EXERCISE INPUTS:
━━━━━━━━

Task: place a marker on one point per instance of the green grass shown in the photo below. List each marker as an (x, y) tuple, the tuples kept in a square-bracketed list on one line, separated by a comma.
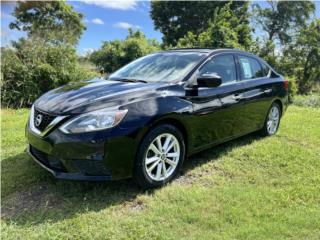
[(250, 188)]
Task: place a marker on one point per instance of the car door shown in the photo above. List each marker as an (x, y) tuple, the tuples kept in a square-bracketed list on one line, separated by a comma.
[(218, 112), (257, 92)]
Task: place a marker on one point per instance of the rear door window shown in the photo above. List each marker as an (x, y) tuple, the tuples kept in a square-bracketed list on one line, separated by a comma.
[(250, 68)]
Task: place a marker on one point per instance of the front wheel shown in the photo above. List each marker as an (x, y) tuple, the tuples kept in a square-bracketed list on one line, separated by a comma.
[(272, 121), (159, 157)]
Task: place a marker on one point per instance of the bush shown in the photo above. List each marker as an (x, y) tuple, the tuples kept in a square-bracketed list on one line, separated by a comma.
[(293, 88), (30, 69)]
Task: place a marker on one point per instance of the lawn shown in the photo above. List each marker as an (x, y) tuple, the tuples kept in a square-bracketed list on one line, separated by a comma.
[(250, 188)]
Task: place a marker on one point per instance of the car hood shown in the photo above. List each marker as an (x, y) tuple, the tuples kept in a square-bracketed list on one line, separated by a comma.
[(95, 94)]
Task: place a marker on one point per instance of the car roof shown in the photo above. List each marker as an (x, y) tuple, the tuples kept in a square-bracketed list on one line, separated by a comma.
[(207, 50)]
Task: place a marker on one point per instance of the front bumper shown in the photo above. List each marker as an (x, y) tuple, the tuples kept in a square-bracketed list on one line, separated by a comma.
[(97, 156), (65, 175)]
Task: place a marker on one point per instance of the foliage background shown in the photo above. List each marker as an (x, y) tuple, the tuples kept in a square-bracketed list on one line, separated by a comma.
[(47, 58)]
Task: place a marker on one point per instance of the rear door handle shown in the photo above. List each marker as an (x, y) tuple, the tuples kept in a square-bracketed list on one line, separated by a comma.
[(268, 90)]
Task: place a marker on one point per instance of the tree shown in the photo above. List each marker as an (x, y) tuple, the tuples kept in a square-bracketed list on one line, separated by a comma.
[(307, 52), (45, 59), (52, 21), (114, 54), (176, 18), (220, 32), (31, 68), (281, 19)]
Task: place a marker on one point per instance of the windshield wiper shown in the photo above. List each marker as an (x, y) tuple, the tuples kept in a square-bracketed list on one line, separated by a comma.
[(130, 80)]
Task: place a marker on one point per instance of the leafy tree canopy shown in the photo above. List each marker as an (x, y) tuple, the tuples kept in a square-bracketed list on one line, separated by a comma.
[(281, 19), (176, 18), (31, 68), (220, 32), (114, 54), (53, 21)]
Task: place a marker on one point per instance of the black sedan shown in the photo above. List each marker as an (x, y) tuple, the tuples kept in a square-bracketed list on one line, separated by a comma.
[(147, 117)]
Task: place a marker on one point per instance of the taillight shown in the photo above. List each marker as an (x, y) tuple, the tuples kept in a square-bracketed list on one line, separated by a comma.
[(286, 84)]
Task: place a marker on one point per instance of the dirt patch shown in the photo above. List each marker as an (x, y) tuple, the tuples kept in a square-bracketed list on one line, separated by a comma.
[(28, 200)]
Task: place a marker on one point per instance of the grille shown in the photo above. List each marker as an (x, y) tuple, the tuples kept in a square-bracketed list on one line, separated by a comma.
[(47, 160), (92, 168), (46, 119)]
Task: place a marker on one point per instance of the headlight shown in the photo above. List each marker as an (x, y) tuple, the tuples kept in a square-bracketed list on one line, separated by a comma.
[(94, 121)]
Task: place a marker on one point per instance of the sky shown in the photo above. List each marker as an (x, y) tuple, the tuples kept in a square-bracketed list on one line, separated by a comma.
[(105, 20)]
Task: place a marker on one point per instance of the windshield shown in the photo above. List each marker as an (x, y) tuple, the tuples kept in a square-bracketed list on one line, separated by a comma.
[(165, 67)]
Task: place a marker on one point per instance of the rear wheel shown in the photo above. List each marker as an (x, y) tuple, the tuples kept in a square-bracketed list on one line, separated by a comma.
[(159, 157), (272, 121)]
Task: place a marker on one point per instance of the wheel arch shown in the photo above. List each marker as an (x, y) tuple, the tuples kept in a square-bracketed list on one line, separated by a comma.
[(279, 102), (171, 121)]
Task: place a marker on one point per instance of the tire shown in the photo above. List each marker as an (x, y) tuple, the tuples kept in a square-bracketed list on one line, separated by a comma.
[(272, 121), (149, 171)]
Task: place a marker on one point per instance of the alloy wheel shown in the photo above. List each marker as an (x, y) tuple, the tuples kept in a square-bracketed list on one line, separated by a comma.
[(162, 157)]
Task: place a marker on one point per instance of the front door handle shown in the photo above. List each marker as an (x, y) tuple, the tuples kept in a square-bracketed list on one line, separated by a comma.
[(268, 90), (237, 96)]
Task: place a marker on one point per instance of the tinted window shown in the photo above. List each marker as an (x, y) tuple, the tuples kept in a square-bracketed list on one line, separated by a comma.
[(265, 69), (250, 68), (223, 65)]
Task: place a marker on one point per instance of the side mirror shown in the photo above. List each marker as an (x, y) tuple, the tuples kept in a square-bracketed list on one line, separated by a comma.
[(209, 80)]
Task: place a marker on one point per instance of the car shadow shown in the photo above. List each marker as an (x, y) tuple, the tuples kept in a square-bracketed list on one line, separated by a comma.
[(48, 199)]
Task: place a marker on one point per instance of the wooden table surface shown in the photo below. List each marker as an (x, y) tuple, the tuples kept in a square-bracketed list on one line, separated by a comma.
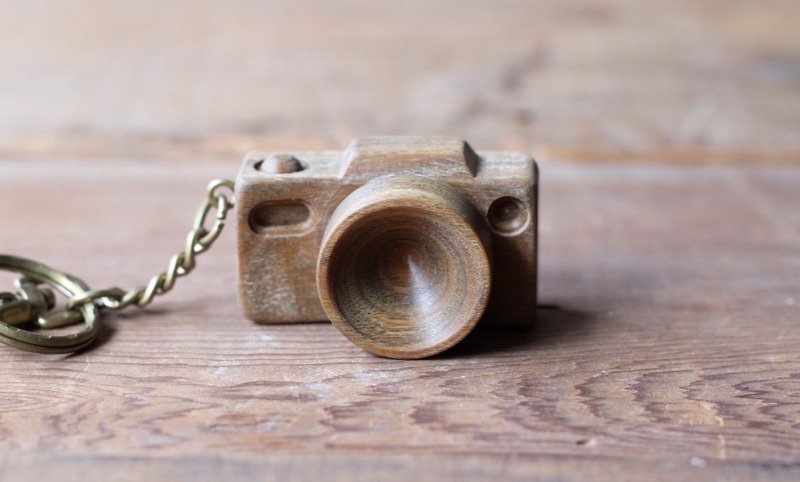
[(668, 340)]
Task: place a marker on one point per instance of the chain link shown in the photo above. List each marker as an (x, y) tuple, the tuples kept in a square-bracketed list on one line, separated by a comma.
[(199, 239)]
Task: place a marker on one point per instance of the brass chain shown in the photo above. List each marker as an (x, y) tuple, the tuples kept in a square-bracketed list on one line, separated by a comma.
[(32, 304), (199, 240)]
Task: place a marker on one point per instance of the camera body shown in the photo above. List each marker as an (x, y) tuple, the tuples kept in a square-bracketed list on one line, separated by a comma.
[(291, 206)]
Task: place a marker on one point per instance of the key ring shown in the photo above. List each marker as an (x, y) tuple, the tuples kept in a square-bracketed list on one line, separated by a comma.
[(32, 303)]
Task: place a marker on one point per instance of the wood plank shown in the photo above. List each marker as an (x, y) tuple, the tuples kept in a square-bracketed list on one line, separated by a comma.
[(667, 343), (683, 81)]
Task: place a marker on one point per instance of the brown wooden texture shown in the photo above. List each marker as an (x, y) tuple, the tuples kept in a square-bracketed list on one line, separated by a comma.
[(682, 80), (667, 344), (273, 238)]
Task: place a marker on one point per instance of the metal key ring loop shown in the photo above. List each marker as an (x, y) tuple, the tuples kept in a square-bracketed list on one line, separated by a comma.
[(68, 285)]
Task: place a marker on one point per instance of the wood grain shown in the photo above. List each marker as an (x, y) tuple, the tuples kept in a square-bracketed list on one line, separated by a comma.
[(684, 81), (290, 251), (666, 344)]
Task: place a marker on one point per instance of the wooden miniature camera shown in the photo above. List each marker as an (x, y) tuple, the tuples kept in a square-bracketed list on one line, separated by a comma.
[(404, 243)]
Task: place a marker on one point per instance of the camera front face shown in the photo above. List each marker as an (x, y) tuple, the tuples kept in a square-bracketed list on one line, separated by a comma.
[(404, 243)]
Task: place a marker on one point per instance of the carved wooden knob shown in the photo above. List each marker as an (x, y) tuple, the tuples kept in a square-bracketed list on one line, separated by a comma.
[(404, 269)]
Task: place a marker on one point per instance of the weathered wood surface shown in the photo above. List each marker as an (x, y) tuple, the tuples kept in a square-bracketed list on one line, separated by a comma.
[(667, 344), (683, 80)]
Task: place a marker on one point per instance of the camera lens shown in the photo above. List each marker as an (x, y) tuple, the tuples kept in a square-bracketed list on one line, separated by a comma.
[(404, 268)]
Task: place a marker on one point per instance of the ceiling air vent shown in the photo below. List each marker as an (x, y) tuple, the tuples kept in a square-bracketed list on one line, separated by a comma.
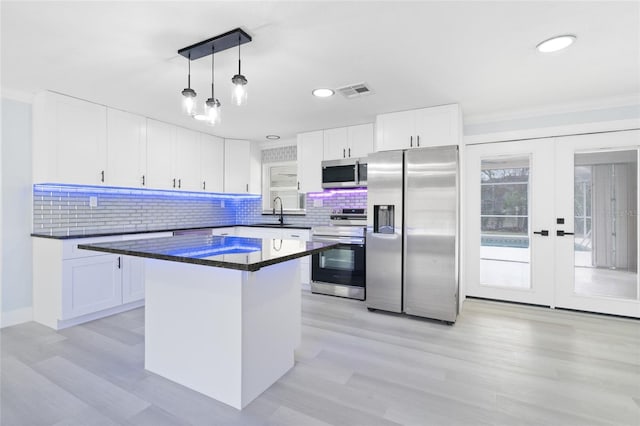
[(353, 91)]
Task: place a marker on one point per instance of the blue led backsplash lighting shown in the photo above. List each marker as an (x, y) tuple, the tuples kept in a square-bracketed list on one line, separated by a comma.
[(62, 209), (139, 192)]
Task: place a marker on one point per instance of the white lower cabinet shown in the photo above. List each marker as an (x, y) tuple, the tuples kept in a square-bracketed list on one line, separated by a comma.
[(132, 279), (72, 286), (90, 284)]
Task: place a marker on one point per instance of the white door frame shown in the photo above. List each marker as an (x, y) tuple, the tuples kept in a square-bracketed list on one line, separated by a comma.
[(540, 153), (565, 149)]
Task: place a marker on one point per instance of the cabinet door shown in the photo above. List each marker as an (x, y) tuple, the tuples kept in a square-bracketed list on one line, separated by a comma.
[(126, 149), (81, 141), (310, 155), (90, 284), (237, 158), (132, 279), (211, 163), (336, 144), (187, 157), (160, 138), (438, 126), (360, 140), (395, 131)]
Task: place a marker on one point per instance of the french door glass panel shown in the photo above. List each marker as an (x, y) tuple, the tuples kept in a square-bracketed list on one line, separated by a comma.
[(507, 199), (605, 226), (504, 234)]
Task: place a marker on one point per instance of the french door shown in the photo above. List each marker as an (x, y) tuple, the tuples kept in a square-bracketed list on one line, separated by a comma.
[(554, 222)]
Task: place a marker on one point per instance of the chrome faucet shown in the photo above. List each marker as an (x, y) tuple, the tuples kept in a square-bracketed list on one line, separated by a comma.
[(281, 219)]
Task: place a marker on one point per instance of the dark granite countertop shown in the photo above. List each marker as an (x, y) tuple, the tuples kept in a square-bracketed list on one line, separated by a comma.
[(245, 254), (92, 234)]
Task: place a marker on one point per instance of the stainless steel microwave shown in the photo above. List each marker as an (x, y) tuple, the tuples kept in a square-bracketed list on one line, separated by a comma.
[(344, 173)]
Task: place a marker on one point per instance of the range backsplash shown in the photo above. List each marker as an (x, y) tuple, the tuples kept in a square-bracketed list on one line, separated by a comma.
[(67, 209)]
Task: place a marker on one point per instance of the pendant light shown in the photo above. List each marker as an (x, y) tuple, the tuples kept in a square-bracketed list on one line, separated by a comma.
[(188, 94), (212, 105), (239, 94)]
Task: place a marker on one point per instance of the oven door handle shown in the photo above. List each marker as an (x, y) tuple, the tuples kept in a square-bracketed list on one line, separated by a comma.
[(343, 240)]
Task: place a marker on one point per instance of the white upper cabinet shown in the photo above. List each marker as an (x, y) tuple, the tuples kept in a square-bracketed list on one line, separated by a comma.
[(160, 154), (335, 143), (242, 172), (126, 149), (435, 126), (187, 160), (310, 155), (348, 142), (69, 141), (211, 163), (360, 140)]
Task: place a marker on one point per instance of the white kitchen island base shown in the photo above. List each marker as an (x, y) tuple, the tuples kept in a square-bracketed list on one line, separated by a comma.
[(226, 333)]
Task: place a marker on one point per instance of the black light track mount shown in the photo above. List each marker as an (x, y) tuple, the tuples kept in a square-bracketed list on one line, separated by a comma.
[(215, 44)]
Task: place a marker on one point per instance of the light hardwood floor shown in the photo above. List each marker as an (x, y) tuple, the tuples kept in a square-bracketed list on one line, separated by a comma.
[(499, 364)]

━━━━━━━━

WHAT IS ASKED:
Reproduce the stretch from the line containing "of the light" through the end of the records, requests included. Scale every point coordinate in the answers by 0.8 and round each to a whole number, with halves rounded up.

FULL OUTPUT:
Task: place a marker on one point per instance of the light hardwood floor shown in the photo above. List each marker as an (x, y) tuple, the tuples kept in a square-bracketed list on one line, separated by a comma.
[(399, 291)]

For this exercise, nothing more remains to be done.